Below are records; reproduce exactly the lines from the one containing "Reviewer note: confirm that each instance of the green grass in" through the end, both included, and only those.

..............................

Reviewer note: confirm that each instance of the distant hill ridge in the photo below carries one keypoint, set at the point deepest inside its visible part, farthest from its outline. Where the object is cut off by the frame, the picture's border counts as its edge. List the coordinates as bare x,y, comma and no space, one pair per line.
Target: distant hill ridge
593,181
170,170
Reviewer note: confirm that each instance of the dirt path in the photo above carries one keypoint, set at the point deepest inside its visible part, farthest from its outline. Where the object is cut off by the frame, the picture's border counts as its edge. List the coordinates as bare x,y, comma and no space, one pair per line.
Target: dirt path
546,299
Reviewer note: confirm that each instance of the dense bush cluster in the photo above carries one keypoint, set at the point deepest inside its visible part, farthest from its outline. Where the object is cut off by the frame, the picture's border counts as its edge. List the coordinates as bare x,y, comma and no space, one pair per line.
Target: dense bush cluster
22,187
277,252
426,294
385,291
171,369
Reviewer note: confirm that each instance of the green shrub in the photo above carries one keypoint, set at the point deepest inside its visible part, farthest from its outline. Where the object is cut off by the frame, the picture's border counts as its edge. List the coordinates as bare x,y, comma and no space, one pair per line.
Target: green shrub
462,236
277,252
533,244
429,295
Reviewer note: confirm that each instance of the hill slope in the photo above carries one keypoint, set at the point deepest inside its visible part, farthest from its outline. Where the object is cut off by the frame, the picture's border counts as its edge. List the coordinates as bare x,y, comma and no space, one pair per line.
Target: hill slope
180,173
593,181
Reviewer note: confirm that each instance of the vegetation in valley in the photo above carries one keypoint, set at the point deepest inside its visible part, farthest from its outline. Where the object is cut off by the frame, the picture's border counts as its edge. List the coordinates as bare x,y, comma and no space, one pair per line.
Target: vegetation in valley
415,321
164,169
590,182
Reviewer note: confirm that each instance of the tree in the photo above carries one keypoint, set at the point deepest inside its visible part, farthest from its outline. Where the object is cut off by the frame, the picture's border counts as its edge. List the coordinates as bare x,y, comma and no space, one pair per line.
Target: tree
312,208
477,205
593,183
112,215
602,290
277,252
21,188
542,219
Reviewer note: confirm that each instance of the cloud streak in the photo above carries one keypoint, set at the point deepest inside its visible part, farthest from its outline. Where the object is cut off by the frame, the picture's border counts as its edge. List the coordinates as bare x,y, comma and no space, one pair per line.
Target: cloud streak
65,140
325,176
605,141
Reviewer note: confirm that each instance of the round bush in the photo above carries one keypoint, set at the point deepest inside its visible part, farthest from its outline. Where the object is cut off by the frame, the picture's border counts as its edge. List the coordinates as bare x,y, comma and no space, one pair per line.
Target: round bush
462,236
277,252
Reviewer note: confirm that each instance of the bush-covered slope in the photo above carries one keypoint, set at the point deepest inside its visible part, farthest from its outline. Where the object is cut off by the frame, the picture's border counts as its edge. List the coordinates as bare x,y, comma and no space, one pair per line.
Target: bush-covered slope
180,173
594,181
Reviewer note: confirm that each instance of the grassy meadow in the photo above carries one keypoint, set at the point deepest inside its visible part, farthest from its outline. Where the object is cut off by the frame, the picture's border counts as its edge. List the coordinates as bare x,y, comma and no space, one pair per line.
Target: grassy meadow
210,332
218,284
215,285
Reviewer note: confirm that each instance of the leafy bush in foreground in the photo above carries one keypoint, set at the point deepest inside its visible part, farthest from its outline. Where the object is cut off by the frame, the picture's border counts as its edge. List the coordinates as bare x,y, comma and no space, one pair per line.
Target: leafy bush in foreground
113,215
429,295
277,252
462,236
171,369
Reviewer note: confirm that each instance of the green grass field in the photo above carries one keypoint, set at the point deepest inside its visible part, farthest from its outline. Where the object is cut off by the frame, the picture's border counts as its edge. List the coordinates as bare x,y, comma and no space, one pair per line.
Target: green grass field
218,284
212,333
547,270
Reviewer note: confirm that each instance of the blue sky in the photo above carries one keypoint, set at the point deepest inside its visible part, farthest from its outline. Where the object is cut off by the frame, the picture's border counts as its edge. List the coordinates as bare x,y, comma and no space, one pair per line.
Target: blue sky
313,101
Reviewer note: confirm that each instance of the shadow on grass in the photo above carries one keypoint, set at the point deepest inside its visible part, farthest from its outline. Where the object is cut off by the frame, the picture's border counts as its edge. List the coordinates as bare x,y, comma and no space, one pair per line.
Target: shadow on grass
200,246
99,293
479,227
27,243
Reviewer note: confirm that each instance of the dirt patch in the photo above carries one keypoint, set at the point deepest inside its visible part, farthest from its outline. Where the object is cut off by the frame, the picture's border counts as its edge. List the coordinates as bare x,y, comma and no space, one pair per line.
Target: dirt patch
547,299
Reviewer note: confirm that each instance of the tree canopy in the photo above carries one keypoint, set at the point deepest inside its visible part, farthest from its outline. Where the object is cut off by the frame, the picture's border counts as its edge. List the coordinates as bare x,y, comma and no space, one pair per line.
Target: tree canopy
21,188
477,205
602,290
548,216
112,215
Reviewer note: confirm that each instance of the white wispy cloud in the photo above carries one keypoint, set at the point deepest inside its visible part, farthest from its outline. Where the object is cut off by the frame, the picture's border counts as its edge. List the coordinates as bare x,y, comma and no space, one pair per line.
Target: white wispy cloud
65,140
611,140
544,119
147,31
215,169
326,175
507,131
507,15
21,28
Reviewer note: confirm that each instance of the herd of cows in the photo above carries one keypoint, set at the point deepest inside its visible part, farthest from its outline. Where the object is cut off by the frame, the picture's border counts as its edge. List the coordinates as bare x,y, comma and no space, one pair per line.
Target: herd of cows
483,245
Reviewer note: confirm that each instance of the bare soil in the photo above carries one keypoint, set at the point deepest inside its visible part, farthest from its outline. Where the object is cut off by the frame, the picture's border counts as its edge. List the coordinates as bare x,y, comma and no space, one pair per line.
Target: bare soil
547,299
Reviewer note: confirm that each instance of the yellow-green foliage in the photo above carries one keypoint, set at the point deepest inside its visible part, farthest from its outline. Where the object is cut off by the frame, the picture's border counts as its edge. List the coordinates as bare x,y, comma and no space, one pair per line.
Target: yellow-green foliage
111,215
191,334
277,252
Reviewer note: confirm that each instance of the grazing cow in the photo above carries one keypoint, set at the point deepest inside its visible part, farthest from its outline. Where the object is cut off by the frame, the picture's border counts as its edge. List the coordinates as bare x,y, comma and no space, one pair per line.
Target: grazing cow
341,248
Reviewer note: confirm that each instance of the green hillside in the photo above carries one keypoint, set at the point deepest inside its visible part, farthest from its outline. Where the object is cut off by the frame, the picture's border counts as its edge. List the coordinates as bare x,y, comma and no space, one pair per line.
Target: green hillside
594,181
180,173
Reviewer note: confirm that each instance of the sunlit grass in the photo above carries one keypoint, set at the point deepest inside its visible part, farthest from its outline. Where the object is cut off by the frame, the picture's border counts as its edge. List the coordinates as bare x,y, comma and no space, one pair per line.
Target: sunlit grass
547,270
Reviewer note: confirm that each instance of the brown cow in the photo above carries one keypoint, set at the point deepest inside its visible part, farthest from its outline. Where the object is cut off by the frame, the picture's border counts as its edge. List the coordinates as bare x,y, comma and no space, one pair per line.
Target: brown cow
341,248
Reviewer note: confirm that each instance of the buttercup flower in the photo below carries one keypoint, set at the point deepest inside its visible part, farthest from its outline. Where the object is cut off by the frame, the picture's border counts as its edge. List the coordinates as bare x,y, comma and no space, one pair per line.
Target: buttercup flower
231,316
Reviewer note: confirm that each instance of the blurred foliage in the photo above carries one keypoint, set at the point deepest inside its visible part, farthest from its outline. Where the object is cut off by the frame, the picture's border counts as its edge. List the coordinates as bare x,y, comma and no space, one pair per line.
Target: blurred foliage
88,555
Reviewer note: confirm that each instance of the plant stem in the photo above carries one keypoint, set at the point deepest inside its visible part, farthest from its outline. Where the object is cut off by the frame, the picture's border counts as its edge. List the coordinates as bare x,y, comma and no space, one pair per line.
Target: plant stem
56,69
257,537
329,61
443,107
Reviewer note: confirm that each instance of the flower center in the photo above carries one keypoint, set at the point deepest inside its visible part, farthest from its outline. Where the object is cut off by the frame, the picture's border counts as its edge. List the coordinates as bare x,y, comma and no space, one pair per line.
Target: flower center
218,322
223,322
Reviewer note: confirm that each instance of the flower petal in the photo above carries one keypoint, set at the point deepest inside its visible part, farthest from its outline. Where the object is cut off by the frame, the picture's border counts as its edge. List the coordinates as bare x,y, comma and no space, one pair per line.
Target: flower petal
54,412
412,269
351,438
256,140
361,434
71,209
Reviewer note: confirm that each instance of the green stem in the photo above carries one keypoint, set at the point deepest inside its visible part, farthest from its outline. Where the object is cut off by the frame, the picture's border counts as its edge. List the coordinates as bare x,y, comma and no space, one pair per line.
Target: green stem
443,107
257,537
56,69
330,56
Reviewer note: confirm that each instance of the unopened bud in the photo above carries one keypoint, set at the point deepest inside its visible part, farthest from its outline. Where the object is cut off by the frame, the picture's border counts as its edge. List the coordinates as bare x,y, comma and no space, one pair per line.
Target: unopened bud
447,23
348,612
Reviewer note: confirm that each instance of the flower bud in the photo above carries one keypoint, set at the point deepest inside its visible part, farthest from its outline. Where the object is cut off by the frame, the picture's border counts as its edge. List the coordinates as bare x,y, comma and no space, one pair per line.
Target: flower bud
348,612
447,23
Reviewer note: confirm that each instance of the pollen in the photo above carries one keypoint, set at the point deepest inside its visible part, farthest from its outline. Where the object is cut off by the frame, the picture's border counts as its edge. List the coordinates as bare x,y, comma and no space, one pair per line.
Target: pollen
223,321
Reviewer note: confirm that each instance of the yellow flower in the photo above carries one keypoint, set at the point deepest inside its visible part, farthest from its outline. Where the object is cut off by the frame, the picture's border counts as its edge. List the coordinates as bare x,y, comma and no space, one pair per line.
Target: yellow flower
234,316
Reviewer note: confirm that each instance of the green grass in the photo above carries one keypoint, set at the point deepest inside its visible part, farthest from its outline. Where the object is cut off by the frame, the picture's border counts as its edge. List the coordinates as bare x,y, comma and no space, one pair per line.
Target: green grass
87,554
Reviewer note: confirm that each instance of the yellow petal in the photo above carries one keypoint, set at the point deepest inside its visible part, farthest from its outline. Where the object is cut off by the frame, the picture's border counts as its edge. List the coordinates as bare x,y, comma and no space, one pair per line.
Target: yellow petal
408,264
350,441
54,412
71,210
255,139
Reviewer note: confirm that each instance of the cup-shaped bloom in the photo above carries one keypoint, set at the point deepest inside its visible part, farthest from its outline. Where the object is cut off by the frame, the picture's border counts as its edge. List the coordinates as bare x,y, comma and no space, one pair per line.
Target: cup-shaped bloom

..............................

### Response to the exercise:
Reviewer note: confirm that each instance of the green grass in the photo above carries one keypoint, set at the point deepest inside its visible part, farthest from its outline. Where the object is cut off by the frame, the picture's border counts as its edge. List the coordinates as bare x,y, comma and no space, one pair per line.
Target: green grass
87,554
Reviewer note: confirm that each instance of the yellow petal in the photo above carries one keypoint, set at the point deepest inside its visible part, farthest from its outline. Where the object is cut off by the frame, the picture's border counts as its edge. List the coordinates as bare x,y, comma and no space, one pair per line.
Target: yellow petal
408,264
350,441
54,412
71,210
255,139
Reviewer note: confirm that each instance of the cup-shaped bloom in the photo above carries one keypoint, set at the point deepest inside its visible part, farthest from its outline. Where the object is cut off by the frame, the picture's border counts as its edge. List the coordinates as bare x,y, comma and no space, one pair per line.
Target: cup-shaped bloom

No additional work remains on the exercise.